» **Document passage**
((

This spring I have been making some new gardens about the place. The lad has been helping me off and on throughout the process. We started off with making this simple hoop garden. We just took some wire paneling used to reinforce cement and looped it over one of the veggie gardens. There I started some lettuces, dandelions and what not I use to feed the bunnies and occasionally us. :) It worked well. I've repurposed it this summer as a climbing rack for my peas as well. (Just moved it to stand up on end in one cormer of another garden).
Where we had our hanging tomatoes last year I put in perennial bed. This started with going to Costco on a day they had their barn board for sale. (woot woot... as I didn't realize that until I arrived there). We took two 10 foot pieces, cut a bit less than two feet off the ends and screwed them together. We then added the best lawn mowers ever created....guinea pigs! We divided the garden in half and put the guinea pigs (we have four) in each section for 12 hours. When we came back the grass was very short and lining the bottom with a thick layer of newspaper was extremely easy.
Stage three was added in compost (mostly rabbit manure) and a layer of dirt. My son watered the compost really well as I had some hay/straw mixed in with the rabbit manure. He did an excellent job of compacting it down really well. We layered the top with dirt and then started to grab the perennials out of their holding area in the veggie gardens.
I have since added more plants and will need to post a current picture. It's been a bit of fun going to the different nurseries and finding a variety of plants to go into this new garden AND... I made a couple of box planters for the front patio as well. I put a box planter on either side of our walk way. Check it out:
I also moved our big planter up on to the corner of the patio and added our household plants (which needed repotting) into it ...this way I only have one big pot to water, and added some other plants just to fill it in a bit.

))

» **Supplied entries**
((

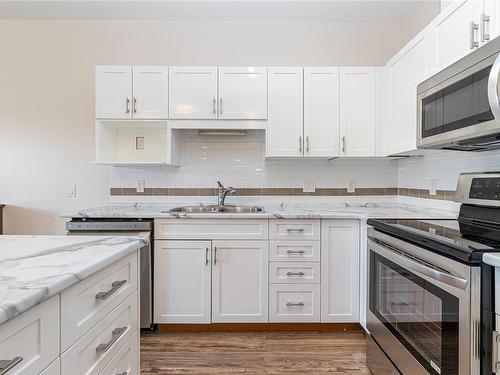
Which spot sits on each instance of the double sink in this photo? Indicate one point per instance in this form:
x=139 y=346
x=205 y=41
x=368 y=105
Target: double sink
x=226 y=209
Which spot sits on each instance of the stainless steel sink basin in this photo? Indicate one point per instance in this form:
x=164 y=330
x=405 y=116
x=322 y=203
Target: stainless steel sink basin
x=217 y=209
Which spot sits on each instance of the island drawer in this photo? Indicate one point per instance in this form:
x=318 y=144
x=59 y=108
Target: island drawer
x=295 y=251
x=294 y=229
x=92 y=353
x=216 y=229
x=84 y=304
x=294 y=272
x=294 y=303
x=126 y=361
x=30 y=341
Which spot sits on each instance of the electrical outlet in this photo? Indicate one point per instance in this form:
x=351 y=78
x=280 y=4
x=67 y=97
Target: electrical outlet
x=351 y=187
x=140 y=186
x=433 y=187
x=309 y=187
x=71 y=192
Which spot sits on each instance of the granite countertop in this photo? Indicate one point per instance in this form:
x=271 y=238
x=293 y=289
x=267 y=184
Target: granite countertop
x=34 y=268
x=352 y=211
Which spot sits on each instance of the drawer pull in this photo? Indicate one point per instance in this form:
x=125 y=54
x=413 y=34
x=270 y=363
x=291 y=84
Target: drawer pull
x=115 y=285
x=295 y=273
x=295 y=252
x=115 y=335
x=7 y=365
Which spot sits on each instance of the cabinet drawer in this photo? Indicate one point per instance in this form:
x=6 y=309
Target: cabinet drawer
x=87 y=302
x=294 y=272
x=93 y=352
x=216 y=229
x=294 y=229
x=294 y=303
x=126 y=361
x=30 y=341
x=294 y=251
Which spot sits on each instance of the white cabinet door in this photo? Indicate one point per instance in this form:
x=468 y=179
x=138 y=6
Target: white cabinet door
x=410 y=66
x=321 y=112
x=193 y=92
x=357 y=111
x=340 y=271
x=242 y=93
x=182 y=281
x=285 y=130
x=150 y=88
x=240 y=281
x=454 y=37
x=113 y=92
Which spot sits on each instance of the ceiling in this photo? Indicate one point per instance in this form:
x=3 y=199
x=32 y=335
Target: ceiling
x=231 y=10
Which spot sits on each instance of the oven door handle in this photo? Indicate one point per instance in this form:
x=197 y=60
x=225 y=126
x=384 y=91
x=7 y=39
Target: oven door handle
x=405 y=261
x=493 y=81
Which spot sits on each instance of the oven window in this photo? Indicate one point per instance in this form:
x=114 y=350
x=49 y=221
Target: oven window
x=423 y=317
x=462 y=104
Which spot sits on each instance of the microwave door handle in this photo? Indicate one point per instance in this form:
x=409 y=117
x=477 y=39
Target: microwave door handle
x=493 y=81
x=433 y=273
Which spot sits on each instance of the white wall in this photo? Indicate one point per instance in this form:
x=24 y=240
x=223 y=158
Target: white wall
x=47 y=91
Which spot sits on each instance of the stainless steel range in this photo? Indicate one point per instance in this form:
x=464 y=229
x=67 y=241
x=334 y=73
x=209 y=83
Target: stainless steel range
x=430 y=299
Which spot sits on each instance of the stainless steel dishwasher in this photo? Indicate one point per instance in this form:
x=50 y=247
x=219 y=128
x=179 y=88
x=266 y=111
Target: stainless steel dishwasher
x=126 y=227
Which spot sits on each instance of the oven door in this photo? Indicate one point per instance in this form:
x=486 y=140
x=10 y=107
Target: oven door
x=463 y=111
x=421 y=315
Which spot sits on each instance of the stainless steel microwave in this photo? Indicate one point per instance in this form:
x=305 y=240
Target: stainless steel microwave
x=459 y=107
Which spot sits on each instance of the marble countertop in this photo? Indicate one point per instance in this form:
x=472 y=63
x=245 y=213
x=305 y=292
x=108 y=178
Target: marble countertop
x=362 y=211
x=34 y=268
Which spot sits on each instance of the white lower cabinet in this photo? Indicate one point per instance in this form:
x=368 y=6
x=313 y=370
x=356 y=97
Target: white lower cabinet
x=239 y=281
x=183 y=281
x=340 y=271
x=294 y=303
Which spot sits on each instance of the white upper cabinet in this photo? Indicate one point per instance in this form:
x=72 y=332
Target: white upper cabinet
x=410 y=66
x=240 y=281
x=150 y=89
x=183 y=285
x=457 y=31
x=285 y=126
x=113 y=92
x=193 y=93
x=321 y=112
x=357 y=111
x=242 y=93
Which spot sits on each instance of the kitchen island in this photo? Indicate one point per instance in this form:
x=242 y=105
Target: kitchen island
x=69 y=304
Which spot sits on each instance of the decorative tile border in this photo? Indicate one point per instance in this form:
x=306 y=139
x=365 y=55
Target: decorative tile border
x=448 y=195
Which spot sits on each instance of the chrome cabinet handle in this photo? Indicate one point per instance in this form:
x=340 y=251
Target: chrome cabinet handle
x=473 y=28
x=485 y=32
x=8 y=364
x=115 y=285
x=295 y=273
x=295 y=252
x=115 y=335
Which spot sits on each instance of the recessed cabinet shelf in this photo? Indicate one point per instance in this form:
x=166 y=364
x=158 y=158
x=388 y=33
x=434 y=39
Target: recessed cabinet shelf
x=128 y=142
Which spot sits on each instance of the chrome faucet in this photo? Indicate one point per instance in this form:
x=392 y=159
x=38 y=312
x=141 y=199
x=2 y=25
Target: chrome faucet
x=223 y=192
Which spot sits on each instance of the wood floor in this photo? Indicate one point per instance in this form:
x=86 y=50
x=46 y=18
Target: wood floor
x=200 y=353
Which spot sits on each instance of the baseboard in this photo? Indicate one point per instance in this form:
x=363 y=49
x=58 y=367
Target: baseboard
x=260 y=327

))

» **Aim**
Continue the account of this spring's new gardens from where it stops.

» **Result of the task**
I've probably spent too much at the nurseries this year, but good news is I won't have to spend it next year. I love buying perennials and rarely put in annuals (though I did buy a few this year). For my son and his toad garden I picked up a bunch of scotch and irish moss. We also picked up a variety of ground creeper plants and a couple of quick blooming annuals to encourage flies and what not to come.
His toads are SO happy. It's fun to come out in the morning and see the toads snuggled up in the moss (you can't see me they seem to be saying). My son is delighted and I often find him outside hanging out around just watching them. We've learned they aren't the best at catching mosquitos but with flies they excell. :)
My son has recently discovered Cacti and HE wants to be responsible for taking care of them. Thusly we have some cactus in our house. We started with these two, but one grandson, convinced his gramma that he needed more AND a pot... so we have three more (but I don't have a picture of them yet).
I think it's interesting. My hubby doesn't talk about his growing up years a whole lot beyond the occasional comment here and there.
We were talking about my lad's sudden interest in Cacti and he came out with "I liked cacti when I was younger too. Mom bought me some too."
It was neat. A simple thing like buying cacti and I learn more about my favourite fellow neat huh!?!?! :)
When my lad was out with gramma getting more cacti, I'm told he asked a lot of questions of the nursery people. Learning how often to water them, how they grow and divide and how big they might get. Mom was quite impressed with him, and the nursery staff were quite pleased (so I am told). :)
What did they tell him?
- keep them in sun
- water them once every two weeks
- keep them in sandier soil
and "I don't remember the rest mom". :) Nine year olds eh?
Caring for cacti needn't be challenging. It's like caring for any other plant... water them when they need it, be mindful of pests, repot as necessary and enjoy them.
This site is really cool. :) Mind if you look through the rest of the site it's rather neat as well... but watching the plant ones had me and my lad spell bound.
The touch-me-nots we were familiar with. We met them in a big patch near my mom's house last summer I think it was. It was amazing watching them shoot out their seeds. My son had a lot of fun playing with them, seeing which ones would respond to how hard or how soft a touch, and seeing if we could guess if they were ready to spring forth or not. (not all were). Just a fun plant to play with.
I thought this was interesting. What do you think?
To go to the original source and to find a video with explanatory text, GO HERE.
Those hand spa places should have a tadpole option. Make it easy and fun for people.
Just so you know they did an excellent job of cleaning off his gardening with mom dirty hands VERY clean. :)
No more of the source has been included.